> [Description of the task]: Carry the essay on play and Magic forward, starting right after its last sentence.

> [Text]:
+-------+

When I was in college, my boyfriend and I had driven one of our friends to the emergency room for some urgent but non-lethal illness. As we both had cars, we were the de facto ambulance, and we had the routine down—grab a coat, grab change for the vending machine, grab our Magic decks and dice.
It was late at night, and the only other people in the room were two young children—a little girl of about six and a boy of about nine—no parents, just the kids. The little boy kept charging the swinging doors to the back rooms in order to try to make it past the nurse, but he was rebuffed each time. Finally, he came over and sat down with his sister to watch us play.
After a while, I started talking with the kids, and they told us their mom was in the back room and their dad was with her. The little girl mimed collapsing in the chair while the boy let one side of his body go slack—their mom had a stroke. At that point, what was there to say? I was just a teenager and worried about my own friend.
I offered to teach them to play, and they accepted. Our problems would still be there in an hour, and we could deal with them then. Until then, we could lose ourselves in the game.
Lesson: Sometimes, it’s okay to take a break.
Some people seem to find it unsettling how children can play in the wake of a tragedy. In my Grief and Loss class, we learned about how grieving adults especially may feel uncomfortable doing anything but grieving after a loss. But according to one group of leisure researchers, those children may have the right idea. Doing something enjoyable to take your mind off the problem is actually an important coping strategy (Kleiber, Hutchinson and Williams, 225).
In his powerful article “Dirty Deeds and Clean Living”, Todd Anderson tells a powerful story of how Magic kept him going while his family fell apart. Do people bury themselves in games sometimes to help them avoid dealing with the problems closing in on them? Undoubtedly. But do people also need and deserve breathers from some of the inescapable stresses of life? Of course. Doing things we love can be part of our instinct to protect ourselves, to sustain ourselves. The play instinct.
I’m certainly not the first to come up with these ideas. One of the books I mentioned earlier, Stuart Brown’s Play: How it Shapes the Brain, Opens the Imagination, and Invigorates the Soul is a great mainstream exploration on the positive impact of play. But as Magic players, and often as gamers in general, we are in the relatively unique position of having been shaped by play continuously throughout our adult lives.

+-------+

> [Given entries]:
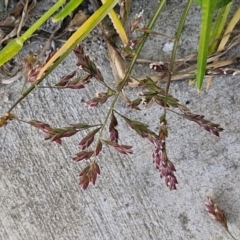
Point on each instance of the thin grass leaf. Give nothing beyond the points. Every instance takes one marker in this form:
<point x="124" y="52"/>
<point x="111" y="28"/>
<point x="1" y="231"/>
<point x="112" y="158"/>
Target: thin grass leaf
<point x="69" y="8"/>
<point x="77" y="37"/>
<point x="118" y="25"/>
<point x="208" y="7"/>
<point x="218" y="27"/>
<point x="16" y="44"/>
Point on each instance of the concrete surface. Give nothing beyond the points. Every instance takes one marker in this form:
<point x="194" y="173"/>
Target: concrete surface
<point x="39" y="193"/>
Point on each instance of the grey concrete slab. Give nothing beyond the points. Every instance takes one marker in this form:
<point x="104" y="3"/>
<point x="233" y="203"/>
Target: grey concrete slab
<point x="39" y="193"/>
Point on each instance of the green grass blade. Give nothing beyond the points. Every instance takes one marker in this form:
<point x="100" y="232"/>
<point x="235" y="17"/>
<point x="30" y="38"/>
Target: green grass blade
<point x="218" y="27"/>
<point x="69" y="8"/>
<point x="208" y="7"/>
<point x="62" y="53"/>
<point x="16" y="44"/>
<point x="80" y="34"/>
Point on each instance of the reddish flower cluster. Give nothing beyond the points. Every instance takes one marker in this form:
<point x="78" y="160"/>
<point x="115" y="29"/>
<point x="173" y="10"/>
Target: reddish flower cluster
<point x="89" y="175"/>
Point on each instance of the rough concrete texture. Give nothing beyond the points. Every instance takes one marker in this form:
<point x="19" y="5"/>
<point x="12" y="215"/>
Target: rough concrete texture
<point x="39" y="193"/>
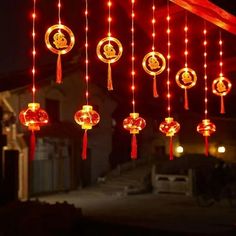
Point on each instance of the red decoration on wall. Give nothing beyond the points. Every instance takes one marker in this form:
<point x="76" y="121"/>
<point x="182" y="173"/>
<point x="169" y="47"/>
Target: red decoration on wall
<point x="206" y="128"/>
<point x="170" y="127"/>
<point x="134" y="123"/>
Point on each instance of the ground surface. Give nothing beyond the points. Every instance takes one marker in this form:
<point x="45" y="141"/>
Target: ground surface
<point x="174" y="213"/>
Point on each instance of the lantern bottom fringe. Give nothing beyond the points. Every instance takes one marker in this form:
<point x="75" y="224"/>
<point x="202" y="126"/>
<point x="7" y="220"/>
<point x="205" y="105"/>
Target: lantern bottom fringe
<point x="134" y="147"/>
<point x="186" y="107"/>
<point x="59" y="70"/>
<point x="206" y="145"/>
<point x="154" y="87"/>
<point x="222" y="105"/>
<point x="171" y="149"/>
<point x="84" y="148"/>
<point x="32" y="145"/>
<point x="109" y="78"/>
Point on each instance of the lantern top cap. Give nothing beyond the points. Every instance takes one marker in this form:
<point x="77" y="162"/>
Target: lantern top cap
<point x="34" y="105"/>
<point x="87" y="107"/>
<point x="134" y="115"/>
<point x="169" y="119"/>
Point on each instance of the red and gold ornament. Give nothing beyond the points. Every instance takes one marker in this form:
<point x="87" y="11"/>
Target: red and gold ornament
<point x="206" y="128"/>
<point x="87" y="118"/>
<point x="134" y="123"/>
<point x="33" y="117"/>
<point x="170" y="127"/>
<point x="109" y="49"/>
<point x="60" y="40"/>
<point x="154" y="63"/>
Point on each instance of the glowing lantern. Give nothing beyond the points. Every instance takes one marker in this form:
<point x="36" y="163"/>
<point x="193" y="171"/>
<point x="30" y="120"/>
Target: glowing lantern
<point x="87" y="118"/>
<point x="186" y="78"/>
<point x="221" y="86"/>
<point x="170" y="127"/>
<point x="134" y="123"/>
<point x="109" y="50"/>
<point x="33" y="117"/>
<point x="206" y="128"/>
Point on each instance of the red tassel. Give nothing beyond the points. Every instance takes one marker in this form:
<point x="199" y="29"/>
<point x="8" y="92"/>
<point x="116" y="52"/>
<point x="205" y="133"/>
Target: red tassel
<point x="85" y="143"/>
<point x="59" y="70"/>
<point x="109" y="78"/>
<point x="206" y="146"/>
<point x="171" y="149"/>
<point x="222" y="105"/>
<point x="134" y="147"/>
<point x="154" y="87"/>
<point x="32" y="146"/>
<point x="186" y="100"/>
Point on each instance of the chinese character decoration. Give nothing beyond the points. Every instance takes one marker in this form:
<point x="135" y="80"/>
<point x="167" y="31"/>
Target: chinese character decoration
<point x="33" y="116"/>
<point x="221" y="86"/>
<point x="109" y="49"/>
<point x="206" y="127"/>
<point x="133" y="123"/>
<point x="169" y="126"/>
<point x="154" y="63"/>
<point x="186" y="77"/>
<point x="60" y="40"/>
<point x="86" y="117"/>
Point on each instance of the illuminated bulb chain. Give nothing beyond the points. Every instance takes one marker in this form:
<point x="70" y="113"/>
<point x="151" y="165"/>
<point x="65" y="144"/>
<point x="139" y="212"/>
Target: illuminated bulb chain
<point x="33" y="51"/>
<point x="109" y="19"/>
<point x="205" y="68"/>
<point x="133" y="58"/>
<point x="86" y="52"/>
<point x="221" y="54"/>
<point x="186" y="40"/>
<point x="153" y="25"/>
<point x="168" y="60"/>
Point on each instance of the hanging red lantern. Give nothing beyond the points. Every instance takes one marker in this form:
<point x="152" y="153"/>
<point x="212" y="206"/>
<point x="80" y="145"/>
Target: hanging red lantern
<point x="221" y="86"/>
<point x="33" y="117"/>
<point x="170" y="127"/>
<point x="206" y="128"/>
<point x="186" y="78"/>
<point x="134" y="123"/>
<point x="87" y="118"/>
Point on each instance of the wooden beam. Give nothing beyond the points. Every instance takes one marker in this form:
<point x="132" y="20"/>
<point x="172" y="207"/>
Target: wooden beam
<point x="210" y="12"/>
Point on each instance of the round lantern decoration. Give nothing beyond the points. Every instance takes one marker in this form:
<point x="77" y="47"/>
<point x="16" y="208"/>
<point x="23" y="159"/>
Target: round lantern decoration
<point x="33" y="117"/>
<point x="221" y="86"/>
<point x="154" y="63"/>
<point x="170" y="127"/>
<point x="206" y="128"/>
<point x="60" y="40"/>
<point x="134" y="123"/>
<point x="186" y="78"/>
<point x="87" y="118"/>
<point x="109" y="50"/>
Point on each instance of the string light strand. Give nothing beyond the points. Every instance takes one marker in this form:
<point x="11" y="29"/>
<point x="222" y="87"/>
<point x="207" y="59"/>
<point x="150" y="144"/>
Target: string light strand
<point x="33" y="51"/>
<point x="133" y="57"/>
<point x="86" y="53"/>
<point x="168" y="60"/>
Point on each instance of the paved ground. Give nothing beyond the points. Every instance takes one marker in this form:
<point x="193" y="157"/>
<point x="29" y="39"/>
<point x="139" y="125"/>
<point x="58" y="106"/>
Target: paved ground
<point x="176" y="213"/>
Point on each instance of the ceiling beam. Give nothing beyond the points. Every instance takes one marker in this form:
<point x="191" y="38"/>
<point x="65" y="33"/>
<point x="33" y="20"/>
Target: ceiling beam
<point x="210" y="12"/>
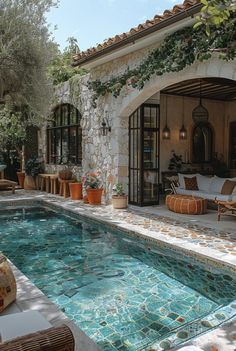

+-------+

> [Task answer]:
My research has helped me to understand the way in which the qualities of play are always with me, no matter where I am or what I'm doing. And to understand the people I work with—how their playful instincts can be among the greatest resources they have, sometimes greater than anything I can offer them.
Although we choose to play our games for the joy of it, they often bring so much more to our lives as well. They can help us think, help us learn, help us heal, help us grow. Magic has led to great friendships and to great discoveries about myself and the world. It has provided a relief during some of the toughest times in my life. It has indirectly guided me to my field of study.
But when I first picked up those two preconstructed decks—one green and white, one blue and black—I never could have anticipated any of this.
I just thought it looked fun, you know?
Works Cited
- Aborn, Allyson I.. "Play and Positive Emotion." The Therapeutic Powers of Play. Charles Schaefer. Northvale, NJ: Jason Arnson Inc., 1993. 291-307. Print.
- Brown, Stuart. Play: How it Shapes the Brain, Opens the Imagination, and Invigorates the Soul. Enlarged Ed. New York: Avery, 2009. Print.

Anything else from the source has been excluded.